:: Objective ::
Please reproduce the stretch of the material from the line containing "Target: building facade" through the end of the material, character for character, and output nothing else.

:: Exercise input ::
○ ○ ○ ○ ○

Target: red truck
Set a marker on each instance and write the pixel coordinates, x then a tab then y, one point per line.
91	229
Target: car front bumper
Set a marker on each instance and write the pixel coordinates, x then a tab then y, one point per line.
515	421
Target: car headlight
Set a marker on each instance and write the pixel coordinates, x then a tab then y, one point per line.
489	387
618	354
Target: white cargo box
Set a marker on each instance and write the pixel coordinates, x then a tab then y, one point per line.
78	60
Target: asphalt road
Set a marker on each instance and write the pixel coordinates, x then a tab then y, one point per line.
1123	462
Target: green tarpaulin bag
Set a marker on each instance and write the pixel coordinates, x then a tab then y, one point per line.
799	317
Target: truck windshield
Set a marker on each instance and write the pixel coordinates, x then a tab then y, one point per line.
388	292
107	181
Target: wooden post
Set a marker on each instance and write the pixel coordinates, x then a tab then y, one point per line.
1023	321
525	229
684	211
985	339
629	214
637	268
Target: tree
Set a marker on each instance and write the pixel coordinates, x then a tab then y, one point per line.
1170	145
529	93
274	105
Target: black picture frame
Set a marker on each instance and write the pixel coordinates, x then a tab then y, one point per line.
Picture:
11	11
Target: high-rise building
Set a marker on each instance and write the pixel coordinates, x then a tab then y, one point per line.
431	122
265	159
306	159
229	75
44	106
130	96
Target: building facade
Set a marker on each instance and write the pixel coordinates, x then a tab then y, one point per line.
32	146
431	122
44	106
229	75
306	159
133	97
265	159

○ ○ ○ ○ ○

:: Written answer ::
Target: building facade
Set a marker on each instance and write the pixel coordinates, x then a tab then y, one point per line.
32	146
431	122
44	106
229	75
306	159
133	97
265	159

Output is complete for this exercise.